WHAT TO WORK ON:
A - The text on JupyterHub authentication for LUSID says what it gives new tenant users so they can start using LUSID easily. List each of those items.
B - Resume the text on JupyterHub authentication for LUSID, starting right after its final sentence.

SELECTED PASSAGE:
When you create your very own LUSID tenant via our Early Access Program we want it to be as easy as possible for you to start using LUSID.
To make this a reality, we give you a web interface, an interactive OpenAPI specification, an Excel add-in and a hosted personal Jupyter notebook server using JupyterHub. The JupyterHub environment enables you to call the LUSID APIs via the LUSID Python Software Development Kit (SDK) without the need to install any software locally.
You can access your personal Jupyter notebook server and make a call to LUSID in seconds. You can see an example of using an account in our demo tenant below:
To make this experience as frictionless as possible we enable you to access your JupyterHub notebooks using your existing logged in session without the need to re-authenticate.
The purpose of this blog is to detail how we achieved this.
Authentication Credentials
After you create your LUSID tenant, authentication across all of your users is backed by your very own Okta tenant. We use Okta ( a specialist identity provider who we think has the most robust set of APIs in the market.) Supported by Okta and using LUSID's identity and access management APIs, you have complete control over who can access your LUSID tenant as well as what permissions they have.
Users must authenticate through Okta before calling LUSID APIs or using the LUSID website. To provide seamless access to your JupyterHub notebooks we also wanted to use the same Okta authentication mechanism. One of the main challenges we had to overcome was that each LUSID client organisation has a different Okta tenant that JupyterHub needs to authenticate against.
The problem with this is that by default JupyterHub only supports a single set of OAuth2.0 details as you can see in the excerpt below.
“…for common authentication services. Note that in each case, you need to get the authentication credential information before you can configure the helm chart for authentication.” - Excerpt from Zero To JupyterHub: Authenticating with OAuth2
At FINBOURNE we use Kubenetes to host all of our services and thus JupyterHub was deployed via a Helm chart. This meant that the authentication details used by JupyterHub, including the Okta authorisation URL, had to be specified at deployment time in a config.yaml file.
As every LUSID client has a different Okta authorisation URL this left us in quite a pickle. Our options were to either have a separate JupyterHub deployment for each client or to find some way to use a single hub with multiple Okta tenants.

DATA:
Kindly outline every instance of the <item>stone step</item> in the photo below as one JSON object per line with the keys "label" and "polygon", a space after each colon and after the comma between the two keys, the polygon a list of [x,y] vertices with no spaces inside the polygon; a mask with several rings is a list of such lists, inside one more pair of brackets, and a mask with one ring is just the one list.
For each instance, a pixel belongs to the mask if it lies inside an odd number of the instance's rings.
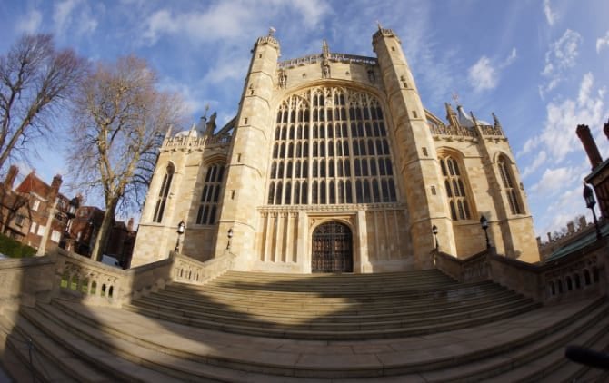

ANSWERS FOR THE TASKS:
A -
- A web interface
- An interactive OpenAPI specification
- An Excel add-in
- A hosted personal Jupyter notebook server using JupyterHub

B -
Due to the complexity and wasted compute resource of having a Hub for every client we decided to go for Option B and investigated how we could use a single JupyterHub instance with multiple Okta tenants.
The Escape Hatch to the Rescue
In doing some research it turns out that in addition to providing hard-coded configuration details in the JupyterHub Helm chart’s config.yaml file there is also the ability to specify a custom Python script using what is known as the JupyterHub “escape hatch”.
There were two modifications that we had to make using this escape hatch:
1) Dynamically fetch the appropriate authorisation URL for each LUSID client at runtime before initiating the appropriate OAuth2.0 flow.
2) Implement an implicit id token flow rather than the default authorisation code flow as even if we could dynamically retrieve the authorisation url there was no way to dynamically get the client secret required for basic authorisation in the authorisation code flow.
To make these modifications we extended 3 JupyterHub authentication classes:
a) OktaLoginHandler which extends the oauthenticator.generic.GenericLoginHandler class by dynamically fetching the authorisation URL and initiating an implicit id token flow rather than an authorisation code flow.
b) OktaCallbackHandler which extends the oauthenticator.oauth2.OAuthCallbackHandler class to accept a POST callback request and to verify that an id token has been returned rather than an authorisation code.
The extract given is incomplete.